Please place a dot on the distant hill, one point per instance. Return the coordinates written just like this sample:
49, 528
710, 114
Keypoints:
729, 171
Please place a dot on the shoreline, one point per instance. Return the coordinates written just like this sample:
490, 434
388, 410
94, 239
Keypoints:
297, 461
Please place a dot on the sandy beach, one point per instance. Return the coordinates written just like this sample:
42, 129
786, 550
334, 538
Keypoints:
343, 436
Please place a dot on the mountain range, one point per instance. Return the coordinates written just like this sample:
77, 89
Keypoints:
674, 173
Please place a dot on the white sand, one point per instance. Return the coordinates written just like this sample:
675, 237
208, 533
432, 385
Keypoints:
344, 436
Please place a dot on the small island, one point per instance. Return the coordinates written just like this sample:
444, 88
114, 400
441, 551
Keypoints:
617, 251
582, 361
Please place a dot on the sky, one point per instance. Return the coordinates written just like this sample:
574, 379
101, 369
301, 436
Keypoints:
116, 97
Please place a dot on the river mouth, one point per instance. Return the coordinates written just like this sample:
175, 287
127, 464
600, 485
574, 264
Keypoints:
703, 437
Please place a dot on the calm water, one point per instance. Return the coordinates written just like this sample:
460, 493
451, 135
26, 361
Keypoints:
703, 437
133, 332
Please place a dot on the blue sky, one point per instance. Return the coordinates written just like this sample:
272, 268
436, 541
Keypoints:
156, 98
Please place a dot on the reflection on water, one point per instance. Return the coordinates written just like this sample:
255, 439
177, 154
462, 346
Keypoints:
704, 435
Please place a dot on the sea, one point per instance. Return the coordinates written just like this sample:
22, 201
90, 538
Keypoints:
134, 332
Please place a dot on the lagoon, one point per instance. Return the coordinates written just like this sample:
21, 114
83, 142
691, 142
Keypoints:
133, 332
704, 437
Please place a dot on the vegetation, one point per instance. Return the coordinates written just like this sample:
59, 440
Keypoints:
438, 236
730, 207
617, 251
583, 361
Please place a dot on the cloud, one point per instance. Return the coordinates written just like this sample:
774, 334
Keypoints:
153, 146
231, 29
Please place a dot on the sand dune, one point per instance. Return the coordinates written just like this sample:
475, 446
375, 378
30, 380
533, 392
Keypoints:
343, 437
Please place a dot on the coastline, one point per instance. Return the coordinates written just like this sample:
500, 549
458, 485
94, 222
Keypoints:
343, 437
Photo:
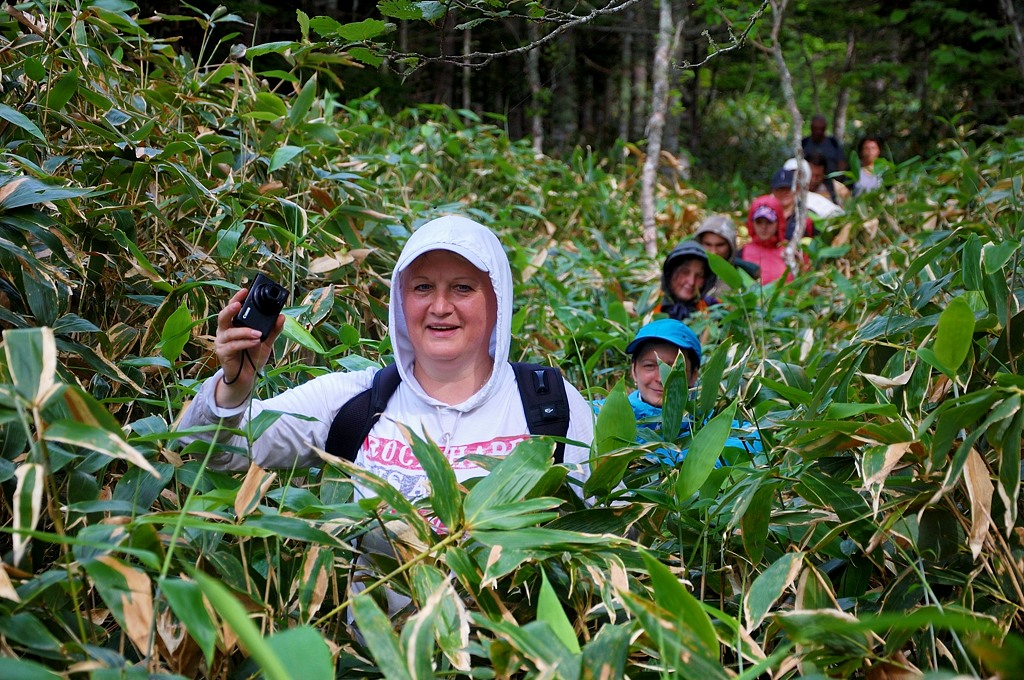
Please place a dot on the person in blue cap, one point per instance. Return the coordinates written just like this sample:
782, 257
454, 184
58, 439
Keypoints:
667, 340
662, 340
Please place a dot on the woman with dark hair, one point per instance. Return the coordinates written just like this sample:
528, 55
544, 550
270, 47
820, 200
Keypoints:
868, 150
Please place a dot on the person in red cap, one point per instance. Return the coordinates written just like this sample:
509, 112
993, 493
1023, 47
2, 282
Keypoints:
766, 222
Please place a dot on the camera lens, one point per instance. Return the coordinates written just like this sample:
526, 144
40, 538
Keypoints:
269, 298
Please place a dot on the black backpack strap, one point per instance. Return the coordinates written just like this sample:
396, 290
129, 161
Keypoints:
357, 416
544, 401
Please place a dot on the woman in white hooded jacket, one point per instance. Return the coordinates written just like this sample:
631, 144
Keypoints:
450, 323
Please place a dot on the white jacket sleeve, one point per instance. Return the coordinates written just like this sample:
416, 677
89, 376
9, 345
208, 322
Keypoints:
306, 413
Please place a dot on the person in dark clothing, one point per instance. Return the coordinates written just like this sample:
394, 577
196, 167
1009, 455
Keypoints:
686, 279
819, 142
718, 235
783, 187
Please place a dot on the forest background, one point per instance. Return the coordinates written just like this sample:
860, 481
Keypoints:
154, 160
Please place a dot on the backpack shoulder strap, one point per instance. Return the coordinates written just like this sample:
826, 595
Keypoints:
544, 401
357, 416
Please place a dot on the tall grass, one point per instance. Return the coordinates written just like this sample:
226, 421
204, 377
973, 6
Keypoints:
879, 532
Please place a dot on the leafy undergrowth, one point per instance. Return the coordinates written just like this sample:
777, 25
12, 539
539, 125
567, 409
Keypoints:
878, 534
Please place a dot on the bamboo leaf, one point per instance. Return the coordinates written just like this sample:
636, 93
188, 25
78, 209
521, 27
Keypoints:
549, 609
705, 451
511, 480
185, 600
284, 156
381, 640
32, 360
769, 587
691, 621
304, 651
28, 506
302, 103
22, 121
97, 439
274, 665
175, 334
954, 334
445, 497
19, 669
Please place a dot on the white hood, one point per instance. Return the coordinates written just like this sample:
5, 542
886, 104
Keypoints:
480, 247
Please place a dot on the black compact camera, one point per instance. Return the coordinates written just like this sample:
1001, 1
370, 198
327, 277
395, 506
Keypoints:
262, 305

──────────────────────────────

Can you copy every one of the rows above word for word, leaving the pictures out?

Please place a dot on the distant hill, one point per instance. Return the coordinates written just like this sample:
49, 528
710, 114
Keypoints:
729, 171
Please place a dot on the shoreline, one point per instance. Return the coordinates written just like this sample:
490, 434
388, 410
94, 239
Keypoints:
297, 461
Please place a dot on the sandy beach, one point per instance. Return the coordinates written just like this sample:
42, 129
786, 550
334, 538
Keypoints:
343, 436
Please place a dot on the mountain range, one point per instance. Return the coordinates written just like this sample:
77, 89
Keypoints:
674, 173
Please place a dot on the white sand, one point per instance. Return the coordinates written just like this sample:
675, 237
208, 533
432, 385
Keypoints:
344, 436
Please place a dot on the small island, one point per instance. Return the coordinates written just like this sample:
444, 88
114, 400
441, 551
Keypoints:
617, 251
582, 361
Please place a dot on the sky, one point per instance. Return the coordinates written just like this sample:
574, 379
101, 369
301, 436
Keypoints:
116, 97
Please place a dot on the river mouth, one point per instance. Return the coordinates written just like this sample:
175, 287
127, 464
600, 485
574, 264
Keypoints:
703, 437
Please place a dot on the calm water, one point per instance. Return the coordinates written just like this sample:
460, 493
451, 135
26, 361
Keypoints:
703, 437
133, 332
Please place a dot on the blue sky, one point per instance. Return the coordinates written just like this sample:
272, 268
436, 541
Keypoints:
156, 98
Please place a dot on the reflection on water, one point per instance. Return the coordinates written just like this sample:
255, 439
177, 154
462, 346
Keypoints:
704, 435
Please place a dot on the sea, one point per instance. Return the coordinates written just like this sample:
22, 201
90, 538
Keypoints:
134, 332
Please place a dot on the lagoon, one point per instance. Return the coordinates written just like this sample:
21, 114
83, 142
691, 142
Keypoints:
133, 332
704, 437
Please place a dot on the vegetation, one point per instance. Return the coordinates written just like this sample:
59, 440
Keypoints:
438, 236
730, 207
617, 251
583, 361
Please place a dot on the cloud, one point per instance. Return the coordinates written just like this sample:
774, 334
Keypoints:
153, 146
231, 29
Please place a dot on the sand dune, one point per instance. Return the coordinates written just like this sample:
475, 446
375, 378
30, 380
533, 392
Keypoints:
343, 437
Please place a dot on the coastline, one point per instance. Return the coordinates written just like this sample:
500, 549
458, 485
94, 222
Keypoints:
343, 437
Photo:
Please place a dot on the person in blue cap, one point per instance. Return the coordinates written just like this sample:
782, 257
454, 184
58, 439
Keypoints:
667, 340
662, 340
Please place a dot on the woman with dark hair, one point per instance. Return the coordinates written just like this sample:
528, 55
544, 550
270, 47
820, 200
Keypoints:
868, 150
Please place a dot on the person in red cap, one point per instance. Return the coordinates written just like this sample:
509, 112
993, 493
1023, 47
2, 282
Keypoints:
766, 222
Please place a dot on the camera lens, one point per instance. Return the coordinates written just like this sample:
526, 144
40, 538
Keypoints:
269, 298
Please place a dot on the black backpack strap, one point per instance. Return the coordinates written just like this sample:
396, 290
129, 161
Keypoints:
357, 416
544, 401
Please place a dot on the woman in white hooded jacket, one point per instance. Return the coordinates written just like this sample:
631, 144
Keypoints:
450, 323
Please place a dot on the white jacket sleeve, one point per instance. Return the coordinates written just like this sample:
416, 677
89, 376
9, 345
208, 322
Keypoints:
306, 413
Please place a dot on the person in dark clothing, one point per instance. Return the coordinates written just like this sample:
394, 577
196, 167
1009, 455
Keypoints:
686, 279
819, 142
718, 235
783, 187
Please place a dot on the forest background, one point per instance. Return the coordinates written just like this sample:
860, 481
Keypoints:
154, 160
Please place a dot on the backpack shoulder strap, one point per instance. Return the coordinates written just like this sample:
826, 595
Keypoints:
544, 401
357, 416
Please place a dot on the tall grass, one point per instance. Return the coordinates written just like this sample:
226, 421
204, 377
973, 6
Keypoints:
879, 532
Please place a dot on the leafy undergrowth, one point per instance. Return the coordinates written just like this sample:
777, 25
12, 539
539, 125
567, 409
Keypoints:
878, 534
Please place a dot on the bamboo leaf, one point per instance. Return the coordinates written just like this sample:
636, 93
188, 25
78, 209
521, 27
Keypoints:
549, 609
705, 451
511, 480
185, 600
284, 156
381, 640
32, 360
769, 587
691, 621
304, 651
28, 506
302, 103
22, 121
97, 439
274, 665
175, 334
954, 334
445, 497
19, 669
Please place a dot on the white hood, one point per instance. Return the coordinates written just like this sample:
5, 542
886, 104
Keypoints:
480, 247
Please place a dot on the black compact camera, one point per instance. Return the coordinates written just like this sample:
1001, 1
370, 198
327, 277
395, 506
Keypoints:
262, 305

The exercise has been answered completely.